# WORK REQUEST
From the entries below, copy exactly the lines from the one that contains "Where is the armhole" through the one that contains "Where is the blurred background?", both included, and only those.

▶

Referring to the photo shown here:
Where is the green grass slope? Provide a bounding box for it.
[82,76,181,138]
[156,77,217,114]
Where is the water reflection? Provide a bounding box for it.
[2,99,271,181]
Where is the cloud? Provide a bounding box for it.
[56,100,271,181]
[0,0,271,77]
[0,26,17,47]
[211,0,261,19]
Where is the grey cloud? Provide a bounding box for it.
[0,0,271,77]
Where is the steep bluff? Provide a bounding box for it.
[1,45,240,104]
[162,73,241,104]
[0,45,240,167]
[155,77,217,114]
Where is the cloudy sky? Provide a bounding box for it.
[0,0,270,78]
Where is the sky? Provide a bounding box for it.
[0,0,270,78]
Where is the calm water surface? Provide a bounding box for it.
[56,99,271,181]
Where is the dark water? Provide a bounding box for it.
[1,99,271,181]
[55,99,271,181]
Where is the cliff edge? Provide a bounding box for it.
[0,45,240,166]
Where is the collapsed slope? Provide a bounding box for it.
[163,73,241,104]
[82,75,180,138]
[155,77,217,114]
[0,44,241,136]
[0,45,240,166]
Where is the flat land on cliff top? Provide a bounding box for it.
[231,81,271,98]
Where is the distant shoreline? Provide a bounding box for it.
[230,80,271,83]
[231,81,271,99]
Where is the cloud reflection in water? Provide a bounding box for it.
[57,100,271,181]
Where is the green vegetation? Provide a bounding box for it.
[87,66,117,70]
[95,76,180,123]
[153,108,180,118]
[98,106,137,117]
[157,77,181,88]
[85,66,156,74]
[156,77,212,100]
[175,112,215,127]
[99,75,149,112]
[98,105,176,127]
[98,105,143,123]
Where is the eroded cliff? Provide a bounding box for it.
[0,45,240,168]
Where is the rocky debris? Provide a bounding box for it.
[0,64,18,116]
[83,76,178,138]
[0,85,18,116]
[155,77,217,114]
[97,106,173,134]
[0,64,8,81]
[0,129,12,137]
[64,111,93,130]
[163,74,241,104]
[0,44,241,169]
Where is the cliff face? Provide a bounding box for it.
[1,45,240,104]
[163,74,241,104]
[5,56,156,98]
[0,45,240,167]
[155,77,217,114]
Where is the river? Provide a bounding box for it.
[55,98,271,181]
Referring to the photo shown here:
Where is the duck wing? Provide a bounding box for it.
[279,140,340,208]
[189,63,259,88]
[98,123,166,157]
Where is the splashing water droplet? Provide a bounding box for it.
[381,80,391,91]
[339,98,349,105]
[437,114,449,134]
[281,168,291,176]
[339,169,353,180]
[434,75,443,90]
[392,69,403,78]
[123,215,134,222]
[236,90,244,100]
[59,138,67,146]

◀
▶

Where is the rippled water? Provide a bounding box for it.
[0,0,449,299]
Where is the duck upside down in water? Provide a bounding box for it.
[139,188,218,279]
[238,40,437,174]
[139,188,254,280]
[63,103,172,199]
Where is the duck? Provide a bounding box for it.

◀
▶

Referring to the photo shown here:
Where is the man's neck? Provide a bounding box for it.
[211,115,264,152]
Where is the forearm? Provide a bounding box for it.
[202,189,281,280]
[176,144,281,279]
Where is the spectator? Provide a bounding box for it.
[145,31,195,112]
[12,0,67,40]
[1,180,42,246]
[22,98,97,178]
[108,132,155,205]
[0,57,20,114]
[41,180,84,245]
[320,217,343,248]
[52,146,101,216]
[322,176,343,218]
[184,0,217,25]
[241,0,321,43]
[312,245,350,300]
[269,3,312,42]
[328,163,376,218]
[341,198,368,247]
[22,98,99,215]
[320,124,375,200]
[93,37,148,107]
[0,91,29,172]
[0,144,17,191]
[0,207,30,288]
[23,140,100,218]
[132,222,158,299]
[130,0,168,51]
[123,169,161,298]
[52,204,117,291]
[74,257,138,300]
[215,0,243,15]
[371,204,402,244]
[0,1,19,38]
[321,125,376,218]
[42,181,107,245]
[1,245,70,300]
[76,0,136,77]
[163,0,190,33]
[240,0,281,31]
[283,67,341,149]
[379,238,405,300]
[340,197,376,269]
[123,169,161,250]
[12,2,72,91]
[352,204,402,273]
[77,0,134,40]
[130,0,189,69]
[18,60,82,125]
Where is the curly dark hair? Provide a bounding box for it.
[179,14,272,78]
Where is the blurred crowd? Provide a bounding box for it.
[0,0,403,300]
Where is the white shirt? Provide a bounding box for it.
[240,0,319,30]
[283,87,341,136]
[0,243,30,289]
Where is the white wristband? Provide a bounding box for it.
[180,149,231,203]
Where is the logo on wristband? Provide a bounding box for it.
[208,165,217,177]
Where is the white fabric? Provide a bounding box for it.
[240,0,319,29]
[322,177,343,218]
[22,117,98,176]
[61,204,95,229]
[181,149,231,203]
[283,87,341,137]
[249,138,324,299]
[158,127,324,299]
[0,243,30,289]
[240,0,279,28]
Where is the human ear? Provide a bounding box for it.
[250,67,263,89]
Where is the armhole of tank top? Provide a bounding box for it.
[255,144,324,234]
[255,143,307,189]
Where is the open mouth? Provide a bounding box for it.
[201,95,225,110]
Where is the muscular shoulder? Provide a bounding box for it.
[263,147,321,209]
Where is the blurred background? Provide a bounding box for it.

◀

# EXERCISE ANSWER
Where is the armhole of tank top? Provide a bounding box for it.
[255,144,324,234]
[255,143,307,189]
Where is the open mouth? Provide a bounding box for it.
[201,95,225,110]
Where is the muscular shoulder? Provide a bounding box for it.
[263,147,321,209]
Where is the blurred background? Provide a bounding box for it.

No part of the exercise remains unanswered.